» What is needed: From the text on the Marine Corps Platoon Leaders Class program, extract the part that opens with the words containing "That's exactly what" and closes with "active duty commences.", copying it word for word.

» Document text:

That's exactly what I was thinking of.  http://www.marineofficerprograms.com/pages/platoon-leaders-class-plc.php



> The PLC Program has both ground and aviation options and is open to college freshmen, sophomores and juniors. Freshman and sophomores take their pre-commissioning training at Quantico, Virginia in two separate six-week training sessions over two summers without interrupting their academic career. One session takes place at the end of the first year following acceptance into the program and the other session is conducted at the end of the junior year of college. College juniors accepted into the PLC Program attend 10 weeks of training after the end of their junior year. After completion of all training requirements and upon receipt of degree, candidates are commissioned as a Second Lieutenant. Immediately thereafter, assignment to active duty commences.
> 
> The mission of OCS is to provide a physically challenging and mentally stressful training environment in which candidates can be evaluated on their leadership ability and potential to serve as United States Marine Corps Officers. Officer Candidate School may well be the most demanding challenge you ever faced.

» Raw data:
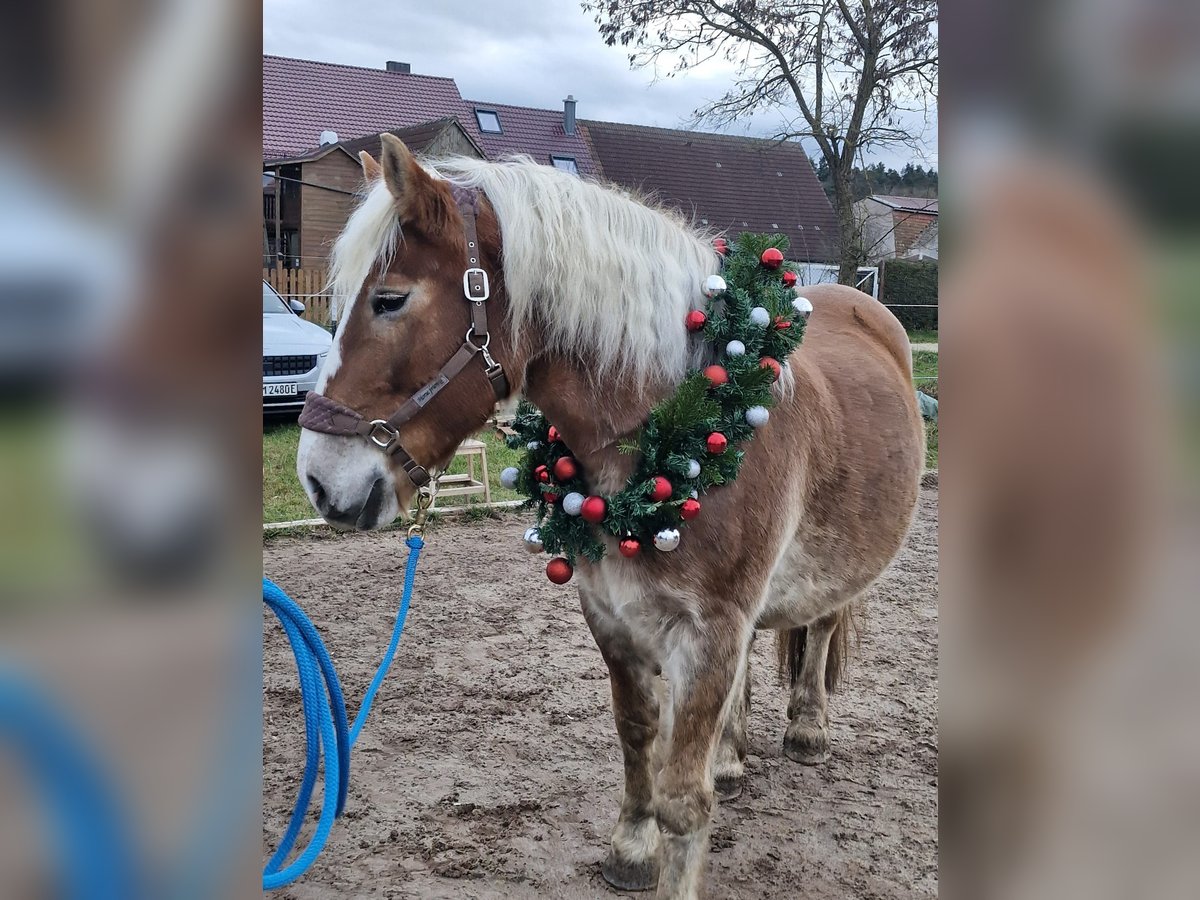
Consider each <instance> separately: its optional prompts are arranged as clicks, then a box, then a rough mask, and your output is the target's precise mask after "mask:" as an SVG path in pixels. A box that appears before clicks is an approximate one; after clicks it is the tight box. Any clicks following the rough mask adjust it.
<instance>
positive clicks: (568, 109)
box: [563, 94, 575, 134]
mask: <svg viewBox="0 0 1200 900" xmlns="http://www.w3.org/2000/svg"><path fill="white" fill-rule="evenodd" d="M563 131H565V132H566V133H568V134H574V133H575V95H574V94H568V95H566V100H564V101H563Z"/></svg>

» Response to this exercise:
That's exactly what I was thinking of.  http://www.marineofficerprograms.com/pages/platoon-leaders-class-plc.php



> The PLC Program has both ground and aviation options and is open to college freshmen, sophomores and juniors. Freshman and sophomores take their pre-commissioning training at Quantico, Virginia in two separate six-week training sessions over two summers without interrupting their academic career. One session takes place at the end of the first year following acceptance into the program and the other session is conducted at the end of the junior year of college. College juniors accepted into the PLC Program attend 10 weeks of training after the end of their junior year. After completion of all training requirements and upon receipt of degree, candidates are commissioned as a Second Lieutenant. Immediately thereafter, assignment to active duty commences.